Based on transactions up to January 31st, we know each user membership expiration date. Here we derive how many days elapsed past membership expiration date to the end of February. Some instances have an expiration date past end of February so it will be negative.

In [29]:
# keep last expiration date for each user
df_churn_zone = df_transac.groupby('msno', sort=False).nth(-1)

In [30]:
# time difference with end of February
s_churn_zone = pd.Timestamp('2017-02-28') - df_churn_zone.membership_expire_date 

# convert time stamp to integer (number of days)
s_churn_zone = s_churn_zone.dt.days

In [31]:
# Again we need to include new users
s_churn_zone.shape

(990832,)

In [32]:
# Assign best case scenario to new users which is 31 days until they get in the churning zone
s_churn_zone = add_missing_users(s_churn_zone, s_churn_zone.min())
assert len(s_churn_zone) == len(s_users)

Record set |
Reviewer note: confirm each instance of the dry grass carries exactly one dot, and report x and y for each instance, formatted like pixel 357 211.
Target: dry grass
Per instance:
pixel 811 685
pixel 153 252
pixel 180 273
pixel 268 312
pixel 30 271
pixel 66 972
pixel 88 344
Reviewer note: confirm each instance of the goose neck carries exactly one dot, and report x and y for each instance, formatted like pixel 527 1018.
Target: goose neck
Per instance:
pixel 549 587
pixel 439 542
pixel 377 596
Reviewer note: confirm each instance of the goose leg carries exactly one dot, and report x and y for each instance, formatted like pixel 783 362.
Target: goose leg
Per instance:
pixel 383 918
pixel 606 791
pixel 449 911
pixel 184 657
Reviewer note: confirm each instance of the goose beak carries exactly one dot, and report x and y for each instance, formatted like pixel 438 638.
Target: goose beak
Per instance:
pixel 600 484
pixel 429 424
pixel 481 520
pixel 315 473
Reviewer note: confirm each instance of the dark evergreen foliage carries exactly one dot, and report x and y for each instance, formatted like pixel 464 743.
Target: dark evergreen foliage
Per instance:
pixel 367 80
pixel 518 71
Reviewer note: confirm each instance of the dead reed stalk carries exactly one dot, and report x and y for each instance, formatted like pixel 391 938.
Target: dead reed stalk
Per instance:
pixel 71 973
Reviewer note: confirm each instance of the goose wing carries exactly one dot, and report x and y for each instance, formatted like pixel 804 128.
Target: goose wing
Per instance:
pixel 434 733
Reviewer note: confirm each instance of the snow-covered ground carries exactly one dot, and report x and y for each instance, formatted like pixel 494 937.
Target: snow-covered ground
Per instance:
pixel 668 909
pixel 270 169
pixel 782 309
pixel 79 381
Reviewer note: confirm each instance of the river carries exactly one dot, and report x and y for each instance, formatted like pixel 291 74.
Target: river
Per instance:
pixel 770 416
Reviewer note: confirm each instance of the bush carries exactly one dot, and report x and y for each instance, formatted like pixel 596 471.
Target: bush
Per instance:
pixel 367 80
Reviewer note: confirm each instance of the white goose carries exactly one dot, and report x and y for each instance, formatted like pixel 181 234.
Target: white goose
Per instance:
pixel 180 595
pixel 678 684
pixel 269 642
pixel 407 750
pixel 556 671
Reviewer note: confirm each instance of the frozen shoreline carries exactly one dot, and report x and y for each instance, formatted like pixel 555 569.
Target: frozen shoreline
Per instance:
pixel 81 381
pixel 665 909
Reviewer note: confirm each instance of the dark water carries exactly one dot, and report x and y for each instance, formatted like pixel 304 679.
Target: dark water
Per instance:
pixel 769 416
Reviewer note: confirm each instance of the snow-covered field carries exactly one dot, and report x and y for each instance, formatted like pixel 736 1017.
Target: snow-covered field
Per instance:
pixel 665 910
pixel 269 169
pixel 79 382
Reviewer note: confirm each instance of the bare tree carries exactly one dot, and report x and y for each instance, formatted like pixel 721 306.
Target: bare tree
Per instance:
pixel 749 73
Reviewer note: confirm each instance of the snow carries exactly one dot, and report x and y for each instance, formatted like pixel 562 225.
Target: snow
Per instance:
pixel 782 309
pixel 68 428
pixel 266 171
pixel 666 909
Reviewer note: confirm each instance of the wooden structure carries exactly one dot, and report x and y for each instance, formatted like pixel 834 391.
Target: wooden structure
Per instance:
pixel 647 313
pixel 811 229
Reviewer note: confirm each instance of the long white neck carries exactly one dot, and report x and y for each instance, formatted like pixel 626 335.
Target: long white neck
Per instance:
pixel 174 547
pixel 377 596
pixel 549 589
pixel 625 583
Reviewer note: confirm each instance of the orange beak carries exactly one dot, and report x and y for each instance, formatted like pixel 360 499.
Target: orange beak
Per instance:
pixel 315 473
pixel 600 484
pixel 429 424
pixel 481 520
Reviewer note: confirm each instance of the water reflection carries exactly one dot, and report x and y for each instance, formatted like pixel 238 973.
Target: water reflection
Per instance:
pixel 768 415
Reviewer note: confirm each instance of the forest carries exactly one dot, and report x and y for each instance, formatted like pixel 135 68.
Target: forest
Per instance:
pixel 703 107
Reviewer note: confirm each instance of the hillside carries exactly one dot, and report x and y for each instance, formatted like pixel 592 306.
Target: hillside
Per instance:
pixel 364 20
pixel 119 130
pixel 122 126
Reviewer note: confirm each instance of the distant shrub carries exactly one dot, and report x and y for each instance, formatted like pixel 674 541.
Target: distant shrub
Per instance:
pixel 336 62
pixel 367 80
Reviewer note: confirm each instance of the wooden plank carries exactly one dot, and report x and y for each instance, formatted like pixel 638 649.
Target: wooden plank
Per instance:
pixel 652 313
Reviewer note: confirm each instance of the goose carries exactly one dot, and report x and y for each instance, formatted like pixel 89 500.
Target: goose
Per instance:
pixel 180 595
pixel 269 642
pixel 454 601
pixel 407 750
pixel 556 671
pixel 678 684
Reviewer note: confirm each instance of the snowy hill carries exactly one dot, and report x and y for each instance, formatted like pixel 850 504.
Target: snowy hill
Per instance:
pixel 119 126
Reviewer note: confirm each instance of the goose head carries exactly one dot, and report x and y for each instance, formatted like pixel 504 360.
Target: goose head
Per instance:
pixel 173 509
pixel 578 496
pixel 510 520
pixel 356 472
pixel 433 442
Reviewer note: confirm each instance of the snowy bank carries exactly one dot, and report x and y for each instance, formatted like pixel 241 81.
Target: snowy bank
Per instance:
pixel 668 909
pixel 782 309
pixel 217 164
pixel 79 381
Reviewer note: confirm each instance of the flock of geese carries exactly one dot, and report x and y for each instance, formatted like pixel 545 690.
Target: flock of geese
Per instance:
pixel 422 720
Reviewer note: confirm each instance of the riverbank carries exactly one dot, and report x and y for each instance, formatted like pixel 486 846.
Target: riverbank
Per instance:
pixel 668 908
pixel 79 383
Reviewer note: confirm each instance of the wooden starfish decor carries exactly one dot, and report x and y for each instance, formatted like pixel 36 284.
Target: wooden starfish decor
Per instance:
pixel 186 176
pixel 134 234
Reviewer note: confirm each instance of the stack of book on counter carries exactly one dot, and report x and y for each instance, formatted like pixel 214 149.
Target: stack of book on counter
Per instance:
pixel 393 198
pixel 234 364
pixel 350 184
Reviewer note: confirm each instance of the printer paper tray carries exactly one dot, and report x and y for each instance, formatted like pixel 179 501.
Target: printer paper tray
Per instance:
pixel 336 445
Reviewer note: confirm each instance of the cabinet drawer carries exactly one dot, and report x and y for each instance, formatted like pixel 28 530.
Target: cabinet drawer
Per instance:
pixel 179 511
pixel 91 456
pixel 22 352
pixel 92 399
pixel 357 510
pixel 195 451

What is expected | Extend the notebook excerpt above on days past membership expiration, picking up after its final line.

Exercise result |
In [129]:
# give serie a name
s_churn_zone.name = 'churn_zone_days'

# 3rd feature
- Ratio of active cancellation to number of transactions

The idea is that a long time user may just signed up for another plan after an active cancellation. Whereas a recent member may just not enjoy this music streaming service and will churn.

In [33]:
# number of transactions per user
s_num_trans = df_transac.groupby('msno', sort=False).is_cancel.count()

In [34]:
# number of active cancellation per user
s_num_cancel = df_transac[df_transac.is_cancel == True].groupby('msno', sort=False).is_cancel.count()

In [35]:
# ratio of active cancellation to total number of transactions
s_cancel_ratio = s_num_cancel.divide(s_num_trans, fill_value=0)

In [36]:
# add unseen users
s_cancel_ratio = add_missing_users(s_cancel_ratio, 0)
assert len(s_cancel_ratio) == len(s_users)

In [128]:
# give serie a name
s_cancel_ratio.name = 'cancel_ratio'

# 4th feature
- Ratio of auto renew to number of transactions

In [37]:
# number of active cancellation per user
s_num_autorenew = df_transac[df_transac.is_auto_renew == True].groupby('msno', sort=False).is_auto_renew.count()

In [38]:
# ratio of active cancellation to total number of transactions
s_autorenew_ratio = s_num_autorenew.divide(s_num_trans, fill_value=0)

In [39]:
# add unseen users
s_autorenew_ratio = add_missing_users(s_autorenew_ratio, 0)
assert len(s_autorenew_ratio) == len(s_users)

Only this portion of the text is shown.